Collected data
+++

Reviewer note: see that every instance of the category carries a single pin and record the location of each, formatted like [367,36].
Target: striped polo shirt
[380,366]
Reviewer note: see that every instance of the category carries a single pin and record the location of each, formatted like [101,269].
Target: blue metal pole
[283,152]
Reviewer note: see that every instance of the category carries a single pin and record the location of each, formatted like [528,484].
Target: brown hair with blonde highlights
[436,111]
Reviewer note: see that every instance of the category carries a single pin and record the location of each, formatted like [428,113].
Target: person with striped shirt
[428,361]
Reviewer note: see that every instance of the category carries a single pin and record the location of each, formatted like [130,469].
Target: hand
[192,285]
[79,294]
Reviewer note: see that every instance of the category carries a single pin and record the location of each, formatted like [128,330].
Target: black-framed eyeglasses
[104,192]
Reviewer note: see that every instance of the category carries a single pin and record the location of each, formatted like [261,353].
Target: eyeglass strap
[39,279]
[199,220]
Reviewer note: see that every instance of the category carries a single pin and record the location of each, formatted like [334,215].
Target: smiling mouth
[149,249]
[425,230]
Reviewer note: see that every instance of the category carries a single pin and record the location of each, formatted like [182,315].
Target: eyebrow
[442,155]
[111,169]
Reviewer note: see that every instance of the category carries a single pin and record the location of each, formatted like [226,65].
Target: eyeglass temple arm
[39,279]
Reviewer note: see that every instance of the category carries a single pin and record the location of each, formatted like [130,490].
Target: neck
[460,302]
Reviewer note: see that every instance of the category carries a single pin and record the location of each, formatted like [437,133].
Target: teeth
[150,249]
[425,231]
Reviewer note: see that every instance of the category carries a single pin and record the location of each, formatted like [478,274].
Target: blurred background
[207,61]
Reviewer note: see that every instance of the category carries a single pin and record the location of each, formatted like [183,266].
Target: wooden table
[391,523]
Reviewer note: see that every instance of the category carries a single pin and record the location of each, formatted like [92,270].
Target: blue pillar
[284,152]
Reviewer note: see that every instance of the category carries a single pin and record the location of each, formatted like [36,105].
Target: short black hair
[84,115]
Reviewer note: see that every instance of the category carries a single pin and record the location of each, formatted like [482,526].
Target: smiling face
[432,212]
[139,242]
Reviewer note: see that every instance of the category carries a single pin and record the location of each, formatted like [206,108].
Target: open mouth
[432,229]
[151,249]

+++

Problem to work on. Every line above has to be restated word for word.

Exercise solution.
Reviewer note: see that every instance of the category carries a single pin and record the location of each, formatted like [367,36].
Target: striped polo shirt
[380,366]
Reviewer note: see that every instance of the category carries a single pin and record the location of each, formatted like [101,269].
Target: blue metal pole
[283,152]
Reviewer note: see that every instance of the category carries a single pin and record the location of each, formatted like [528,484].
Target: brown hair with blonde highlights
[436,111]
Reviewer note: see that every instance of the category carries a single pin and record the location of each, formatted like [428,113].
Target: person with striped shirt
[428,361]
Reviewer note: see that every instance of the category carries a single pin and record the location of each, formatted like [130,469].
Target: hand
[192,285]
[79,294]
Reviewer note: see that every instance of the category carries a single pin and record the location of each, formatted like [128,330].
Target: black-framed eyeglasses
[104,192]
Reviewer note: see that every instance of the category carries a single pin and record the location of each, formatted like [261,353].
Target: eyeglass strap
[39,279]
[199,220]
Reviewer note: see that every instance of the category carries a single pin and record the location of each, formatted like [334,215].
Target: smiling mouth
[149,249]
[425,230]
Reviewer note: see that every instance of the category carries a single pin and record the location of each, formatted like [182,315].
Target: eyebrow
[442,155]
[111,169]
Reviewer note: see that every instance of the category carries a single pin and record the location of each, formatted like [226,65].
Target: eyeglass temple arm
[39,279]
Reviewer note: see that every instance of the category carries a single pin and record the location of each, formatted like [130,490].
Target: neck
[460,302]
Reviewer note: see that every instance of the category carries a single pin and record the location of each, formatted like [437,133].
Target: teeth
[150,249]
[425,231]
Reviewer note: see that every instance of the category carries a single pin and record the location of each, formatted like [478,274].
Target: blurred background
[207,61]
Reviewer note: see that every instance of the category carries a single pin and record the location of each, formatted like [183,266].
Target: wooden table
[391,523]
Reviewer note: see that every instance of the category carries a single pin and record the location of each, formatted like [92,270].
Target: blue pillar
[284,152]
Reviewer note: see that every instance of the category carries a single pin and record the location of each, formatted like [36,105].
Target: short black hair
[84,115]
Reviewer note: see that every instance of the category carries a single pin and record the location of each, formatted like [482,526].
Target: smiling face
[432,212]
[139,242]
Reviewer note: see that every instance of the category carries a single pin and record the location of each, formatted like [206,108].
Target: open mouth
[432,229]
[151,249]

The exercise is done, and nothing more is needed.